> **Problem to solve**
Render the lines of the records that begin with the line containing "Locate the flat" and run through the line containing "339 567 368 587" as a JSON list of strings, one string per line, omitting any blank lines.

> **Data rows**
--- BEGIN ---
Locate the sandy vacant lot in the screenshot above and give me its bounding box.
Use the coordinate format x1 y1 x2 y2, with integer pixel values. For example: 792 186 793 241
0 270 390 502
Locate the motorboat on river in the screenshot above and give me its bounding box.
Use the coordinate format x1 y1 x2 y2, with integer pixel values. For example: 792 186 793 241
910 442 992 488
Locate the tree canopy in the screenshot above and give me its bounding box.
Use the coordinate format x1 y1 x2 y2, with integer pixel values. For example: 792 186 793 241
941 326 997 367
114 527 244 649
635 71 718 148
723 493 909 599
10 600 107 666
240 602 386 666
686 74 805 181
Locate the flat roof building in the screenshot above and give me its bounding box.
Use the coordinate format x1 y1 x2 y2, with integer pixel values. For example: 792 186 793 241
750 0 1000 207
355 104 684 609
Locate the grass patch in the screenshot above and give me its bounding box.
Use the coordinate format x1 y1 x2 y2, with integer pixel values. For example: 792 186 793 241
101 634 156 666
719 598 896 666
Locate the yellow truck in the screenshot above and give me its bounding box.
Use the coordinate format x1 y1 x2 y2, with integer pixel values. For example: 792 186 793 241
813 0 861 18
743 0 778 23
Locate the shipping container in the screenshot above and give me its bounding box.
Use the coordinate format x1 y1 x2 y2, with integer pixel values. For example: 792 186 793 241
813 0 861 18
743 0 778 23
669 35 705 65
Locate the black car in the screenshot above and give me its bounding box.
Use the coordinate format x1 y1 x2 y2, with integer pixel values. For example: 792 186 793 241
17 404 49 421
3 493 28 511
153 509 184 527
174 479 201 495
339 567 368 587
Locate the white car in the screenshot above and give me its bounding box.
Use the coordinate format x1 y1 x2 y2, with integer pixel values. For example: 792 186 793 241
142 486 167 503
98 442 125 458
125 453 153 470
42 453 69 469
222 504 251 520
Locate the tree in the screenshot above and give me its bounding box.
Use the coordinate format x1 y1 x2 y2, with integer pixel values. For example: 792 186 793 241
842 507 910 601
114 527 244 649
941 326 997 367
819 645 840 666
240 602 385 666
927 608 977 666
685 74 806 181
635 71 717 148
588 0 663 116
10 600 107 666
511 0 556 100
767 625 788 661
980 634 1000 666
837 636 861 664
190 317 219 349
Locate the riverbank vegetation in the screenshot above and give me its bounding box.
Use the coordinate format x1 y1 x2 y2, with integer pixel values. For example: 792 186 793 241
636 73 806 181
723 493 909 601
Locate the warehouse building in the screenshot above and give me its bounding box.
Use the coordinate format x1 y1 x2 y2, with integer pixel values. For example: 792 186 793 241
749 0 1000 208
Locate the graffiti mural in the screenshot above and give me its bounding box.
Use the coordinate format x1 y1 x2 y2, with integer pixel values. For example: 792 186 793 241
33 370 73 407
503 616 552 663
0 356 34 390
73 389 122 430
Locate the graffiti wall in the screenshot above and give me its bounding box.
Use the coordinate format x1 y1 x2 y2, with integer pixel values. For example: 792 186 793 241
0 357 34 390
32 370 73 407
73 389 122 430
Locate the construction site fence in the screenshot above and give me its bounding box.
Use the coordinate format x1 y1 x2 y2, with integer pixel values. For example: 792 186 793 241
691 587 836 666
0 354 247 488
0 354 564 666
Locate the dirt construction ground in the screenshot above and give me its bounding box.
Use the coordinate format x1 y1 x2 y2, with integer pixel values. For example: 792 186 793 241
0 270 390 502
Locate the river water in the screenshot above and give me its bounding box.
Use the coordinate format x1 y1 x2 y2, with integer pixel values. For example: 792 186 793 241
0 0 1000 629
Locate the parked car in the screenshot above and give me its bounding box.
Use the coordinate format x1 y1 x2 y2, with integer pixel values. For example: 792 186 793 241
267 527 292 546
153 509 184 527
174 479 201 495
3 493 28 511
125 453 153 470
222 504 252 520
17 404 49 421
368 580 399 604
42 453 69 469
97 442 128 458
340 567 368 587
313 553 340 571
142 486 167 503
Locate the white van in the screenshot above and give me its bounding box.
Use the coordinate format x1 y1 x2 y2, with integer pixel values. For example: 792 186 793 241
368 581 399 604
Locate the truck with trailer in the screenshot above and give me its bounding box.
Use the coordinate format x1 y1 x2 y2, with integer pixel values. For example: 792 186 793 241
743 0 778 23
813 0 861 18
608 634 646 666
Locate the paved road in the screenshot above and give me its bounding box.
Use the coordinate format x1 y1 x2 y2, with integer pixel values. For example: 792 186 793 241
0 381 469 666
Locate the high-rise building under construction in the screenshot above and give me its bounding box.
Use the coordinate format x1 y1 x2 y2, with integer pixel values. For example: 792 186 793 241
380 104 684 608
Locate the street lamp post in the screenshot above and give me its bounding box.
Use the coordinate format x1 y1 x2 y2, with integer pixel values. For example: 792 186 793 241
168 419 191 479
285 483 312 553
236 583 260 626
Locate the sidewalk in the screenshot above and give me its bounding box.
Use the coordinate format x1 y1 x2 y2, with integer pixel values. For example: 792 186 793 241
--- END ---
> **Final result**
[
  "Locate the flat roof building in the screenshot above and give me its bounding box.",
  "Use the coordinate format x1 y1 x2 y2, with integer pixel values. For example: 792 186 793 241",
  "750 0 1000 207",
  "355 104 684 609",
  "Locate the grass patch in the screenshot above and give me its bounding box.",
  "Use the coordinate format x1 y1 x2 y2, with integer pixel values. For example: 792 186 793 241",
  "101 634 156 666",
  "719 598 896 666",
  "Locate the yellow truck in the screenshot above and give me its bounding box.",
  "Use the coordinate format x1 y1 x2 y2, with integer pixel values. For example: 792 186 793 241",
  "813 0 861 18",
  "743 0 778 23",
  "Locate the shipping container in the screenshot above and give me its bounding box.",
  "Use the coordinate format x1 y1 x2 y2, with integer pixel values. For example: 792 186 793 241",
  "813 0 861 18",
  "743 0 778 23",
  "669 35 705 65",
  "Locate the black car in the screenshot above and give me its bounding box.",
  "Use the coordinate format x1 y1 x2 y2, with integer pixel values. For example: 792 186 793 241",
  "17 404 49 421",
  "3 493 28 511",
  "153 509 184 527",
  "174 479 201 495",
  "339 567 368 587"
]